EXERCISE BRIEF:
Pick out every line of the records below that contains the string "snow" and copy each such line in full. Matching is case-sensitive.

Coordinate labeling data
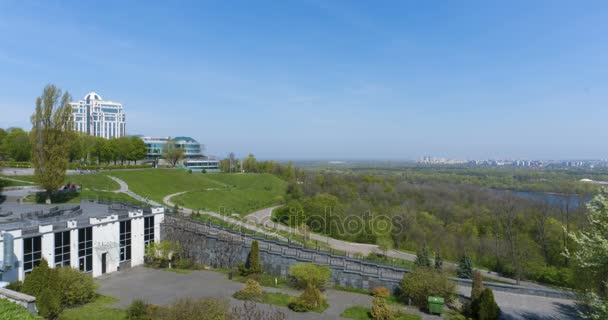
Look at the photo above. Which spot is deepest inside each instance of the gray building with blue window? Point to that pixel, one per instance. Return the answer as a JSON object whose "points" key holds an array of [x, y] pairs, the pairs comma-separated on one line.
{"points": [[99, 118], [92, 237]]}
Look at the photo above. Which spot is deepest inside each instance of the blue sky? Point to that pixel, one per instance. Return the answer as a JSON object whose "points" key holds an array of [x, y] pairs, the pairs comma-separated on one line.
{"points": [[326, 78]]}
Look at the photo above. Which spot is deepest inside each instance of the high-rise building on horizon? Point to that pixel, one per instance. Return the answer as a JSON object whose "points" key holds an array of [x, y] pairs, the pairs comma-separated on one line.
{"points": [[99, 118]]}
==
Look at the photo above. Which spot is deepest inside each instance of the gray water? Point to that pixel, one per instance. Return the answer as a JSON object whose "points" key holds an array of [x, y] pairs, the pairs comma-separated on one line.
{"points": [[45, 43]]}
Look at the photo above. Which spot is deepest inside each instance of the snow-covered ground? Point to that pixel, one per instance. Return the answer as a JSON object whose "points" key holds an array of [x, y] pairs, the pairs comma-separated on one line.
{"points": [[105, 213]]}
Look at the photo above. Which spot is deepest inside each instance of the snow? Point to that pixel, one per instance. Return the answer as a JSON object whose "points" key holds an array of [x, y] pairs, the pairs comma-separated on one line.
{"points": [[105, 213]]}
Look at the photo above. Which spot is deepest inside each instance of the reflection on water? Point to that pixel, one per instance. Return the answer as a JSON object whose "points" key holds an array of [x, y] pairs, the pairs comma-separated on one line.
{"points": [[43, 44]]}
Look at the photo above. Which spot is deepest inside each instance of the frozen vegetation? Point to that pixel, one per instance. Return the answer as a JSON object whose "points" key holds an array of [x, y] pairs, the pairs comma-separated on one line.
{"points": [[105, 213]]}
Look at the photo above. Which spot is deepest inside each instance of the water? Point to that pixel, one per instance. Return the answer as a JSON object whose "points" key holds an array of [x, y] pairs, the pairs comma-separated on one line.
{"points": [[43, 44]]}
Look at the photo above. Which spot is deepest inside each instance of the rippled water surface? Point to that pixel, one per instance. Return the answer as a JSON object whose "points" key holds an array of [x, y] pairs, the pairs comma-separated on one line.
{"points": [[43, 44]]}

RESULT FOR THIS TASK:
Look at the photo above. Which spot is deepest inside each instance of the snow-covered ground? Point to that pixel, one per instance. Return the answer as a JSON object whose "points" key holds an array of [x, y] pairs, the pairs comma-separated on one line.
Look at the photo above. Which spot is deepest inside each instance of the snow? Point to that pixel, one per instance. Return the answer as a JSON object whose "points" key holds an array of [x, y] pairs, the pairs comma-separated on one line.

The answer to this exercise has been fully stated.